-- EXCERPT PROVIDED --
^^^^
With a new and popular America president who has promised to “reengage” and “work constructively within the UN Framework Convention on Climate Change”, and who intends to be proactive on the environment, the international calculus for the Copenhagen Summit has changed considerably. Indeed perhaps a good sign is that Republican stalwarts like John Bolton are already starting to panic and ring alarm bells about a “disturbing trend” toward support for global governance in the Obama administration, and the possibility that Obama may bring into force certain international treaties such as the Climate Change Convention, with only the support of majorities in both Houses of Congress, rather than the stricter condition of a 2/3rds majority in the Senate.

Finally, Canada must be active with the other G-20 regulators of cross-border financial institutions that were tasked to form “supervisory colleges” of sorts to work out better international financial regulations and coordination. A number of ideas for coordinated international action include:

1.End the official status of rating agencies. Issuers should be banned from paying for ratings. Investors should pay privately, or the service should be publicly provided.

2.Draft an international code of conduct for Sovereign Wealth Funds (SWF) that will focus on transparency and maintaining purely commercial objectives of SWFs. (The IMF completed one such draft in October 2008). Although countries have rules to prevent foreign control of strategic assets, it is reasonable to be concerned about state-based investors especially when most of the trillions of dollars of funds are held by a small group of authoritarian countries – China, Saudi Arabia and Russia. Concentrated ownership by authoritarian governments is a strategic and economic concern to many, and merits a coordinated international response.

3.The Bank for International Settlements (BIS) that has been responsible for establishing international capital requirements for banks is preparing, together with the Financial Stability Forum, to make significant policy changes in the wake of the international credit freeze. A consensus has emerged that the so-called Basel II Accord that required banks to lower their reserves in good times but then increase them in bad times, is in fact the opposite of what is required for the capitalization of banks. Instead reserves must be built up in the good times so that there is a cushion that can be drawn upon during the bad times such as now.
^^^^
-- INFORMATION SUPPLIED --

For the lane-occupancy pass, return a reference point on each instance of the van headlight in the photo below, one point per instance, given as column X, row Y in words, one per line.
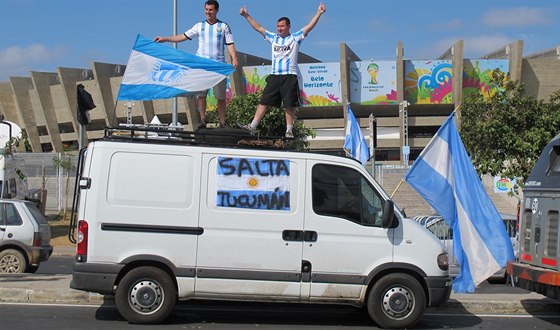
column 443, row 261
^^^^
-- INSTRUCTIONS FOR THE TASK --
Write what comes next in the passage on international climate and financial regulation, starting after its last sentence. The material has no role here.

-- THE ANSWER --
4.Eventually we should consider international coordination with respect to a common approach for stabilizing and recapitalizing banks, and with respect to coordinated interest rate cuts.

Almost every aspect of our daily lives has a global dimension. All the serious challenges we face whether the current economic crisis, climate change, dreadful poverty, wars, sicknesses, nuclear proliferation, terrorism, all require global cooperation and global solutions, but also decisive national leadership at home.

The longer we fail to act coherently and effectively, both nationally and internationally, the narrower our options and the greater the potential for catastrophe.

With so many of us active outside Canada and globally-connected, Canadians must demand a clear and respected Canadian voice on the world stage and in the global corridors of power. Canada and Canadians can and must play a leading role in the pursuit of greater peace and humanity, a narrowing of inequalities across developed and developing nations, and greater respect for our fragile ecosystems and planetary survival.

There should be no doubt that with clear global vision and decisive national leadership, Canadians are uniquely positioned to be in the front ranks of a world without borders.